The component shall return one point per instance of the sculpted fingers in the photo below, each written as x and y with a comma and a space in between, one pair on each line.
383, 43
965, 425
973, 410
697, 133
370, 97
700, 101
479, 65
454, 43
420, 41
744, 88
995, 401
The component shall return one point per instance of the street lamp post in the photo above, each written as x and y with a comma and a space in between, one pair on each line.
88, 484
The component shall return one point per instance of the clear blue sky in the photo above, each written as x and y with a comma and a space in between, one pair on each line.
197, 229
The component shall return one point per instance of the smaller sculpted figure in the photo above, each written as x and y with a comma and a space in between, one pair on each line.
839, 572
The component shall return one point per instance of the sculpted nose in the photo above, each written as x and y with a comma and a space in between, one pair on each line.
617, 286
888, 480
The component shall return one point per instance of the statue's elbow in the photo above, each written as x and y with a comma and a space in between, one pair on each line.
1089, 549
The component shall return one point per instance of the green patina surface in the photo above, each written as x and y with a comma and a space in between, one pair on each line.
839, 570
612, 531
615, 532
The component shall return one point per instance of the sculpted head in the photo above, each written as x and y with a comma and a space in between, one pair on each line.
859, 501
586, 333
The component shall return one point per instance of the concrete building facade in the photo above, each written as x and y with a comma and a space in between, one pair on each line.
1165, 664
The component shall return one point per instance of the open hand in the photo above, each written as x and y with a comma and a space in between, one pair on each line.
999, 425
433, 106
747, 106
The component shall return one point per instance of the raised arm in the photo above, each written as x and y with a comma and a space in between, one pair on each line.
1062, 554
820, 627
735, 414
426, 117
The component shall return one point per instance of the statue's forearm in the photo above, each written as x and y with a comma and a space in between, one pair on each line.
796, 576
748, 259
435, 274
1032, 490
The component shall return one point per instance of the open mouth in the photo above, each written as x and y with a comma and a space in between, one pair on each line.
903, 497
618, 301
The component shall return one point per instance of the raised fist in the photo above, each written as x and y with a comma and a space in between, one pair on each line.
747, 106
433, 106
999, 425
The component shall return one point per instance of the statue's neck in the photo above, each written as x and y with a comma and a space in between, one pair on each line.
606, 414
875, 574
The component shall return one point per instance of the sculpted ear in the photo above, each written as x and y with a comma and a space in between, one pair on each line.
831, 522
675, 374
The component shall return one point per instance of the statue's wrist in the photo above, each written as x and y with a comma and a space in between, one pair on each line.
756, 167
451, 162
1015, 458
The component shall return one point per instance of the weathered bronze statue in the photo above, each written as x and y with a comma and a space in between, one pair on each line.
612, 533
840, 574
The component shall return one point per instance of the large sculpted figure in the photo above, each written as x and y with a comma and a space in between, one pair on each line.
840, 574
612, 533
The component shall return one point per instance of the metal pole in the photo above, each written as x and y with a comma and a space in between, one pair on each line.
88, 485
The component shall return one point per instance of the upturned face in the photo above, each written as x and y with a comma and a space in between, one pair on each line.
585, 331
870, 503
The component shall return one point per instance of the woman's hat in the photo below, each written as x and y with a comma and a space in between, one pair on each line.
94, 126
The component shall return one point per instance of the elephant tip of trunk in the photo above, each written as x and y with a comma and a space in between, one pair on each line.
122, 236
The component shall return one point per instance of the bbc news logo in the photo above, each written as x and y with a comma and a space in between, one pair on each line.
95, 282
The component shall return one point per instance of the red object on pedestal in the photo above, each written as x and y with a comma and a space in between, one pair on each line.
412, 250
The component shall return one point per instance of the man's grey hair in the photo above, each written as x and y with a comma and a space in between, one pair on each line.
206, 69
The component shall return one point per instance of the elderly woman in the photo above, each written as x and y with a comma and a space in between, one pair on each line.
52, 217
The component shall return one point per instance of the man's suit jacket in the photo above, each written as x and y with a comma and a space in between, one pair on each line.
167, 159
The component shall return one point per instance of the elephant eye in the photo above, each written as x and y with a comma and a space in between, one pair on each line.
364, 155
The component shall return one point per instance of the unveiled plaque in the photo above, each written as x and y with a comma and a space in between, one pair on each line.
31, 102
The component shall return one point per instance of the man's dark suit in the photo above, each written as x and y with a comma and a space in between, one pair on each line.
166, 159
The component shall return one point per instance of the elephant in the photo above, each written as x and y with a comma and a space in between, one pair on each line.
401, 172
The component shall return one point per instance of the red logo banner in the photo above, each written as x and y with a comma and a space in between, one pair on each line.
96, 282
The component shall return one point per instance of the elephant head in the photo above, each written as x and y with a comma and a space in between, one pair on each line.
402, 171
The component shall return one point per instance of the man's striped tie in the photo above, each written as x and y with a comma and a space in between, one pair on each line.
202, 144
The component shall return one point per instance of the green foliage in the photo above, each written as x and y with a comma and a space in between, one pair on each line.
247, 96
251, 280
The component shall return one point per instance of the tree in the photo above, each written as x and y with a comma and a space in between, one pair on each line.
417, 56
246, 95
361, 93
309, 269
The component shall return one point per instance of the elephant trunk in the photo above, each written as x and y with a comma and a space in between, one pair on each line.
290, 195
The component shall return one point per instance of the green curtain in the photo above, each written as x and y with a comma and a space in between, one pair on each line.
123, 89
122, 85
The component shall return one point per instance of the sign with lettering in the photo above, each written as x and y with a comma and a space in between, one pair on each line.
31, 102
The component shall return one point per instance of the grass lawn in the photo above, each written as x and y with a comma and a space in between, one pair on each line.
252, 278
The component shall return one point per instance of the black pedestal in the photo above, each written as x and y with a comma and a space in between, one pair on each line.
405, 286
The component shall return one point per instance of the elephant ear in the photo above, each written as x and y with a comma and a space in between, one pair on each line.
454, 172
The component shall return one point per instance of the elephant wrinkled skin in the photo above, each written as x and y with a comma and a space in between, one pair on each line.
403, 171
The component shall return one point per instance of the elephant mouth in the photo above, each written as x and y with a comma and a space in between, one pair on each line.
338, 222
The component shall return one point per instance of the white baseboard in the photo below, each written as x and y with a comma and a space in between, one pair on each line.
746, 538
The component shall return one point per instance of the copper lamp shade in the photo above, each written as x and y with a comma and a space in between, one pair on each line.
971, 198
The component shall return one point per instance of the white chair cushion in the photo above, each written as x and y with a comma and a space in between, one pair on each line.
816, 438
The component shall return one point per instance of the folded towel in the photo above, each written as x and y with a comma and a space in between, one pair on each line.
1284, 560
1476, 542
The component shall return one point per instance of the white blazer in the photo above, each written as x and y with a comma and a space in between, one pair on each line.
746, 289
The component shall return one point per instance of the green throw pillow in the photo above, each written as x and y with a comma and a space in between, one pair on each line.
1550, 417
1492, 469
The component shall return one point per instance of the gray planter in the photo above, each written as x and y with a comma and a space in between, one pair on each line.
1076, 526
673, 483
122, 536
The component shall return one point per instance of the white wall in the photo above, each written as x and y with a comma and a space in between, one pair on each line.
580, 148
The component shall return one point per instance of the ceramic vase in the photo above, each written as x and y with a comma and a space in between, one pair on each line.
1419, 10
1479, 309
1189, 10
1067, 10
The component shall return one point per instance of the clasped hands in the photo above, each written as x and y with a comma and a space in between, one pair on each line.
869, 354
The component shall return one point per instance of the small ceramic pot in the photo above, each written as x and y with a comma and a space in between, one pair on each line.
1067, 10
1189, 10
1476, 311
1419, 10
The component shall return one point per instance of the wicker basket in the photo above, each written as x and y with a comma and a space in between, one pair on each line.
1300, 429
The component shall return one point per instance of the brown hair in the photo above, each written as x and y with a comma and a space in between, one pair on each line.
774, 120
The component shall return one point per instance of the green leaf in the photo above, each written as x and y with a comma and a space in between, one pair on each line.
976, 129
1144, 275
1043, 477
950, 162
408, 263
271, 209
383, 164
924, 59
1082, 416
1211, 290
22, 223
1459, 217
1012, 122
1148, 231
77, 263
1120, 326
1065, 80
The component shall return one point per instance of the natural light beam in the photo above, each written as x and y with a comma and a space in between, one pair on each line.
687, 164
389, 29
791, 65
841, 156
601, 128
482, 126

*REQUEST*:
Extract every line from the one containing "the green leaf" through the last line of the data, inclusive, exactly as written.

*TASK OUTPUT*:
The component shall return one point per instance of the green leaf in the photo above, each written as x and y with a comma and a space in between, one pair on each line.
976, 129
1144, 275
1043, 477
950, 162
408, 263
271, 209
383, 164
924, 59
1082, 416
1211, 290
22, 223
1459, 217
1012, 122
1148, 231
77, 263
1120, 326
1065, 80
The component shall return one point per instance of the natural light beam in the photo above, each written as x and y with a comma and a space in between, one pair on each line.
687, 164
389, 29
791, 65
841, 156
601, 128
482, 126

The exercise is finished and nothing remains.